* WHAT YOU SHOULD DO *
Can you copy the items from the line containing "the white farmhouse." through the line containing "[[388, 189]]", both included, character for character?

>> Begin DATA FOR PROCESSING

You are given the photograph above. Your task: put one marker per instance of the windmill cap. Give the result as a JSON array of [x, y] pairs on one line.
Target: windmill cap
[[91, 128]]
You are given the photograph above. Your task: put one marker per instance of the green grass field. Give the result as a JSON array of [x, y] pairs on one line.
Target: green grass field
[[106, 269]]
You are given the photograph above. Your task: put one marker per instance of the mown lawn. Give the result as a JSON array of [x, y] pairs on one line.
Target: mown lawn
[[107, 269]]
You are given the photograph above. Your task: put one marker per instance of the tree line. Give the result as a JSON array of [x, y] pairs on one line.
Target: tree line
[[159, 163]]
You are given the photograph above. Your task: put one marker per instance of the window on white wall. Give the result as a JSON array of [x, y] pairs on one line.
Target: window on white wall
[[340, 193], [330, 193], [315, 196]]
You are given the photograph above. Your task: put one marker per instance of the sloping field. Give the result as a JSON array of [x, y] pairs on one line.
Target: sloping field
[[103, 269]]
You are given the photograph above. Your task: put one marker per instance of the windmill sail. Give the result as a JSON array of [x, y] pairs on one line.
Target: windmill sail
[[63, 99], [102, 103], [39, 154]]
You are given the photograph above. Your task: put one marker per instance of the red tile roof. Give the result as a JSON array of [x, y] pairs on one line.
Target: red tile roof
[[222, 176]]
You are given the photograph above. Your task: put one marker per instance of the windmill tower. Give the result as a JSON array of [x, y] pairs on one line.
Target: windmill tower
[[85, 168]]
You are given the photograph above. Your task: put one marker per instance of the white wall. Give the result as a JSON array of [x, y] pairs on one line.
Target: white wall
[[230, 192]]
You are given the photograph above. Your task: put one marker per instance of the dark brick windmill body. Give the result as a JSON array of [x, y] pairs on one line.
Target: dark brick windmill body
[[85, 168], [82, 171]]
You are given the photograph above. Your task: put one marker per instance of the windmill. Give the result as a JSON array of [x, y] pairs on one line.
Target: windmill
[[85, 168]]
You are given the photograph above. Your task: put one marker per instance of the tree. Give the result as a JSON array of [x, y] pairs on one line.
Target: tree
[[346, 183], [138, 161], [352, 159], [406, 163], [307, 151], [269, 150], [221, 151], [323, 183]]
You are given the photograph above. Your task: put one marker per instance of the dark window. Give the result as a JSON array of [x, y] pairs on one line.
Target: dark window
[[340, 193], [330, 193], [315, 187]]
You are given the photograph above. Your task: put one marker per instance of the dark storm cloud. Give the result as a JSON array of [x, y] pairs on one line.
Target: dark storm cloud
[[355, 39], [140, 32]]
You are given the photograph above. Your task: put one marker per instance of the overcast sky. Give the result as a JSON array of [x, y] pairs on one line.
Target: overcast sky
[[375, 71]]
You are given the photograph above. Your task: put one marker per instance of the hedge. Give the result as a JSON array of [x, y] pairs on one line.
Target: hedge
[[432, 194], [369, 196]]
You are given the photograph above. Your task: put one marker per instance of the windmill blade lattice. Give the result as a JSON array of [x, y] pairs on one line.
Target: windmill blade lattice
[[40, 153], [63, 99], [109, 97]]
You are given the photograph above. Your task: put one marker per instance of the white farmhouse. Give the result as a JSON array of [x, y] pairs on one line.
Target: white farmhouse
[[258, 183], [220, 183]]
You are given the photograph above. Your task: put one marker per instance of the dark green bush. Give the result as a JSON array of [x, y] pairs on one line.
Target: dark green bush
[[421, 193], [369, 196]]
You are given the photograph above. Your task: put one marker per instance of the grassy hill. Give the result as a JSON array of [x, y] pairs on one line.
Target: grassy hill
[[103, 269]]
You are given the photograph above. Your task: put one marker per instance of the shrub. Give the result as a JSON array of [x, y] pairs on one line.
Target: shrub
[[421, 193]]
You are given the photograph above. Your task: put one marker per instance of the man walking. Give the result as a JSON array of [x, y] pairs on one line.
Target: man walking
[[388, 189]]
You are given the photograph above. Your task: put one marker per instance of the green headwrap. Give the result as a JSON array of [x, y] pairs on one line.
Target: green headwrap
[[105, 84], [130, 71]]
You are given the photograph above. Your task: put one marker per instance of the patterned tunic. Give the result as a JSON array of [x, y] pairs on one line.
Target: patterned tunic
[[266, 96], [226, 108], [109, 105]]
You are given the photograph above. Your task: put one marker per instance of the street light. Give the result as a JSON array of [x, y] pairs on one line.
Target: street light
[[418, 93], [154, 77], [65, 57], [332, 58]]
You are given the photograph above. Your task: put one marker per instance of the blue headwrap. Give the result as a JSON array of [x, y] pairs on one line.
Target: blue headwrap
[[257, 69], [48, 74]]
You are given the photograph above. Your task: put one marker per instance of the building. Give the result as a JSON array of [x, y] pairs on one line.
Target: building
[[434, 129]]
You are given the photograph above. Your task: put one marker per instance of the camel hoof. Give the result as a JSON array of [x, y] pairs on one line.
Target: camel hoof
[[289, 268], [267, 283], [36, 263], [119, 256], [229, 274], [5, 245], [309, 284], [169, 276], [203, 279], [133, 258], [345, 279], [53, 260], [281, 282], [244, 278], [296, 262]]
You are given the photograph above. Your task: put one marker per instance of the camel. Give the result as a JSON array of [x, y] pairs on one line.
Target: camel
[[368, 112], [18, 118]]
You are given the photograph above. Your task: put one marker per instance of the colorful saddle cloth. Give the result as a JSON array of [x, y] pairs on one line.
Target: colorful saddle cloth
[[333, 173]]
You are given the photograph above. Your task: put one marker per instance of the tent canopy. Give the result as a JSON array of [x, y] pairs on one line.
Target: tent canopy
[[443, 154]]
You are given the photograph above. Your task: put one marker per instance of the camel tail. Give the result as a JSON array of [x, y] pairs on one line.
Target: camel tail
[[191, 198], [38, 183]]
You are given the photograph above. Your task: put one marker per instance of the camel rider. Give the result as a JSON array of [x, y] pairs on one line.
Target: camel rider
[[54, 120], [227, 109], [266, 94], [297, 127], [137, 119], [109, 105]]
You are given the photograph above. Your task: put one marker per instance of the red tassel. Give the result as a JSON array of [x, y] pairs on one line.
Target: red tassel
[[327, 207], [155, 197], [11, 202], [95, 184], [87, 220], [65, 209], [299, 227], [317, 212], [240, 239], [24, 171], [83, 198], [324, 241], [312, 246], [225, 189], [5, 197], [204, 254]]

>> End DATA FOR PROCESSING

* ANSWER IN FULL *
You are given the photograph above. Your task: put one marker per instance of the white farmhouse. Give the result as a JSON array of [x, y] pairs on one line.
Target: white farmhouse
[[258, 183], [220, 183]]
You are given the photograph above. Your task: put one marker per instance of the dark green bush. Give the result as a JSON array of [x, y] pairs on one line.
Target: dark green bush
[[421, 193], [369, 196]]
You are given the photograph above. Your task: put one marker per instance of the grassy hill. Give the result as a JSON array of [x, y] pairs on one line.
Target: grassy hill
[[103, 269]]
You are given the photograph above. Your task: put one marker per instance of the shrub. Give the result as a JSON array of [x, y] pairs on one line.
Target: shrub
[[421, 193]]
You are given the photograph above. Your task: put one marker per instance of the man walking. Give the result as a JSON array of [x, y] pairs on one line.
Target: man walking
[[388, 189]]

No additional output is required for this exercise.